Requirement —
Count the lines in the listing below that contain the string "tyre", treating case as significant. Reply with the number only.

Extracted records —
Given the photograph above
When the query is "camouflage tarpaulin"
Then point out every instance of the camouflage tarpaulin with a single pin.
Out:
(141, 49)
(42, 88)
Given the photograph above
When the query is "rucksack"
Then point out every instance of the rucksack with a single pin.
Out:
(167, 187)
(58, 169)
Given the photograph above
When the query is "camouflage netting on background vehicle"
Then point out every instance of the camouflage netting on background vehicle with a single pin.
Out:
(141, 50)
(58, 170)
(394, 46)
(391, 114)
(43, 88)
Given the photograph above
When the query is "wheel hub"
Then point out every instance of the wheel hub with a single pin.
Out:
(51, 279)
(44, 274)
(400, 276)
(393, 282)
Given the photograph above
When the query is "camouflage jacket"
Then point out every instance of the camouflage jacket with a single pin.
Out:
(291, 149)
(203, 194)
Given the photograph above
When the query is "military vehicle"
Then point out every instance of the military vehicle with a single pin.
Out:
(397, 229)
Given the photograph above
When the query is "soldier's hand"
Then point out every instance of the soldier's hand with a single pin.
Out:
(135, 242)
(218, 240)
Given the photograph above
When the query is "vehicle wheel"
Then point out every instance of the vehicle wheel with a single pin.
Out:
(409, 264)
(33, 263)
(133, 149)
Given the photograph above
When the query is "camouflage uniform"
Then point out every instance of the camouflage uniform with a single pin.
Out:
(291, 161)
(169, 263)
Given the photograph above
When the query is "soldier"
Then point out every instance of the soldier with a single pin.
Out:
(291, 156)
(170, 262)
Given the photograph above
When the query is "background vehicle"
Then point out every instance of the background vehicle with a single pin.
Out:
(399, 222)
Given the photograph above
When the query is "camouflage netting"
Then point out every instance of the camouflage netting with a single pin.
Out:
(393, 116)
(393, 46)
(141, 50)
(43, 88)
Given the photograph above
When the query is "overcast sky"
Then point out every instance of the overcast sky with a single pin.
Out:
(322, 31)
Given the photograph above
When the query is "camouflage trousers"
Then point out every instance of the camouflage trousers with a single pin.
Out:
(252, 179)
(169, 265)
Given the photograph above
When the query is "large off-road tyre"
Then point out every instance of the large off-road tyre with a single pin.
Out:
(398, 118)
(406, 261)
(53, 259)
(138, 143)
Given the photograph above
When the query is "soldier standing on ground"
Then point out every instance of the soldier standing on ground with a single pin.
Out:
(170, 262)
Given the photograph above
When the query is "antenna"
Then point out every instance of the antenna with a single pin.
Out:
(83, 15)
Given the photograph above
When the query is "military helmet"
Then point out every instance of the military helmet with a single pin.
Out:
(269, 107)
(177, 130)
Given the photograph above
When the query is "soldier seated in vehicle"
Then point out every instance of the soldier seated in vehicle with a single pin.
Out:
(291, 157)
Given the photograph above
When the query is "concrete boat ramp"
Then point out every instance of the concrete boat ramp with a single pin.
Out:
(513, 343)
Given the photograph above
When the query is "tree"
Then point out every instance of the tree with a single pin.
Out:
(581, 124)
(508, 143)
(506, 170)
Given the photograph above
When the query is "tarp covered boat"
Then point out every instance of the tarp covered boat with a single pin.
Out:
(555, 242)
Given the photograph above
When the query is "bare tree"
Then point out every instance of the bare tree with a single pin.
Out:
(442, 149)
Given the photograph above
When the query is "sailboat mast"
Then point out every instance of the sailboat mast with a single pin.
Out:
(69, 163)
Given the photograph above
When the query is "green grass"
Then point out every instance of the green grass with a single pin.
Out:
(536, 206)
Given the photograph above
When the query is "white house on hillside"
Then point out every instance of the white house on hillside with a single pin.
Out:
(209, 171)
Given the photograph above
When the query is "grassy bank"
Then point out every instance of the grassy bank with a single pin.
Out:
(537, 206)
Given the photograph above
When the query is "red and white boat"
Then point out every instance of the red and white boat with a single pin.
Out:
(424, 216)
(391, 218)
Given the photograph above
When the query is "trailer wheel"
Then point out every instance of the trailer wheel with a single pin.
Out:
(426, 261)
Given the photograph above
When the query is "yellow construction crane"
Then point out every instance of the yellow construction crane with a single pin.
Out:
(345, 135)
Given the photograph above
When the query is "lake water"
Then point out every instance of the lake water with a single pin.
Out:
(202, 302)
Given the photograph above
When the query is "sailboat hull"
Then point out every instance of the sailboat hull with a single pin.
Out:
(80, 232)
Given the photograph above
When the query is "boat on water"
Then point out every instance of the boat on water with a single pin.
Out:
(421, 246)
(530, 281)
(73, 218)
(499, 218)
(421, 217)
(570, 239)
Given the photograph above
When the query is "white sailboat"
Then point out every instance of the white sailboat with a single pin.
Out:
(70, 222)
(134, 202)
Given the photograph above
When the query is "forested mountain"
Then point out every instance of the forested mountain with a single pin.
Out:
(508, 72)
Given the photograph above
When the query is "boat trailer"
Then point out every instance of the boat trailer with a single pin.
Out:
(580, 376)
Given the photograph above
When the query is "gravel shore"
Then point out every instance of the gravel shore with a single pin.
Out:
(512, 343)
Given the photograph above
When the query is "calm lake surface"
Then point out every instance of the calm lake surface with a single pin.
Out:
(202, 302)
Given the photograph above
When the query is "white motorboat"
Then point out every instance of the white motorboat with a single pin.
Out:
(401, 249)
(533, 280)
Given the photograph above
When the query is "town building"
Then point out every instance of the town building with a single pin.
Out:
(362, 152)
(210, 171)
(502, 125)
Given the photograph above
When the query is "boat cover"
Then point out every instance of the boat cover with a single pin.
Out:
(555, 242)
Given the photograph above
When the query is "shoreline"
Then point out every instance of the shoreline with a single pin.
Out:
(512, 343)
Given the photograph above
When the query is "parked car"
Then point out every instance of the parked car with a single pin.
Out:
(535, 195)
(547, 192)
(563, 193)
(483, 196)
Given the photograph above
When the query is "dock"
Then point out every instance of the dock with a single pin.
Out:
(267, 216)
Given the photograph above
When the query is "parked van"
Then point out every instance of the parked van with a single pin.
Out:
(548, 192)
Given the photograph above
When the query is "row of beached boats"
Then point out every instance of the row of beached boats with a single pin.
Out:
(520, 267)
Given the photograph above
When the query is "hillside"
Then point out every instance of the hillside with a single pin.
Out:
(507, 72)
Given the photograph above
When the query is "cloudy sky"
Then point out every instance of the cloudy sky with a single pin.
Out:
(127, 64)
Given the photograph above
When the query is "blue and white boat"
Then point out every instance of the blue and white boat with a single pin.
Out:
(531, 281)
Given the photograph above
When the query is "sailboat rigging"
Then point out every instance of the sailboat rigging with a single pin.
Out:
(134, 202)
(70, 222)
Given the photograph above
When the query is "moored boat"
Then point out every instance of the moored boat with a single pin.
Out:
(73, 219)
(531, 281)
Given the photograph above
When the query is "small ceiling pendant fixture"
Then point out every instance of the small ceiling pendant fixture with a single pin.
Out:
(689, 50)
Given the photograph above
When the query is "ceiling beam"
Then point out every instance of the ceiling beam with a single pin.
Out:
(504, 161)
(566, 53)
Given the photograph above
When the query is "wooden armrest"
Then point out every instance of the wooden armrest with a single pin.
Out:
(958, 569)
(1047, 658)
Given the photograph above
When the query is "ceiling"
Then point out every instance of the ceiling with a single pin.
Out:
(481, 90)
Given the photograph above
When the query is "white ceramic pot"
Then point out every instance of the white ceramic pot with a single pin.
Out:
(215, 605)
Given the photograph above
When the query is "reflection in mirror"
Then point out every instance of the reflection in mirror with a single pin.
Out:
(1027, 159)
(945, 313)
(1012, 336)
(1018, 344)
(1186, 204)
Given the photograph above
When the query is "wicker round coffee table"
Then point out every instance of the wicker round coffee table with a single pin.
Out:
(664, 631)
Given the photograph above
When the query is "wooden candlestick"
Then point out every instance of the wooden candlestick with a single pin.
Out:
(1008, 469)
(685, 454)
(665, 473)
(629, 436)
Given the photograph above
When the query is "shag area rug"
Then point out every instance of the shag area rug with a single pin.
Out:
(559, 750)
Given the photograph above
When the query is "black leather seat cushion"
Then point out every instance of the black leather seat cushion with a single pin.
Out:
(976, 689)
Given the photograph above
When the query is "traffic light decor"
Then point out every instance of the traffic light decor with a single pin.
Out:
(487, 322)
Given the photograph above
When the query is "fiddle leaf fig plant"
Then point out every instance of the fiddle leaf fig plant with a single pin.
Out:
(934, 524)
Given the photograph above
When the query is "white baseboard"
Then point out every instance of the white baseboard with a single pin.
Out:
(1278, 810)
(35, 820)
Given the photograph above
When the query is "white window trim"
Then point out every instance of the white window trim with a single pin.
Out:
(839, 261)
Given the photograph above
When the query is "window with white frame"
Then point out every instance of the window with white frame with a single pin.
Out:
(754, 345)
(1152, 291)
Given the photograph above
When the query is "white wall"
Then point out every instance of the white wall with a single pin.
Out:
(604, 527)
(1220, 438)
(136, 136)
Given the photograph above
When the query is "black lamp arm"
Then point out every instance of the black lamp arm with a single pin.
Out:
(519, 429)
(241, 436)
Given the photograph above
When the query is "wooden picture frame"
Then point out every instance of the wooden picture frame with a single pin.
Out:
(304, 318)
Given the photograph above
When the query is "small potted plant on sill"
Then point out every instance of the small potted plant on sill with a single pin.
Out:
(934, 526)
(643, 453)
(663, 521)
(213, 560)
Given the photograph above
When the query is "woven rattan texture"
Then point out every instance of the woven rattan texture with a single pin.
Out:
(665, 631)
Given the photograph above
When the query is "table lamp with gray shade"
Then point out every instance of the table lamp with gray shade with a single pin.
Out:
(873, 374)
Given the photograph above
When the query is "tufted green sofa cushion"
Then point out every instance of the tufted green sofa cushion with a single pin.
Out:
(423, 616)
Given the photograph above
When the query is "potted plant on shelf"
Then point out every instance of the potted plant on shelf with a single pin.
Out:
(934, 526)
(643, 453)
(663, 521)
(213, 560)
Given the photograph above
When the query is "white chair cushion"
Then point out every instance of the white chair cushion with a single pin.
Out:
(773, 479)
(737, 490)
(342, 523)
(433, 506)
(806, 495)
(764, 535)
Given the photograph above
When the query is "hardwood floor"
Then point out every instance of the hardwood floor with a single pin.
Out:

Task result —
2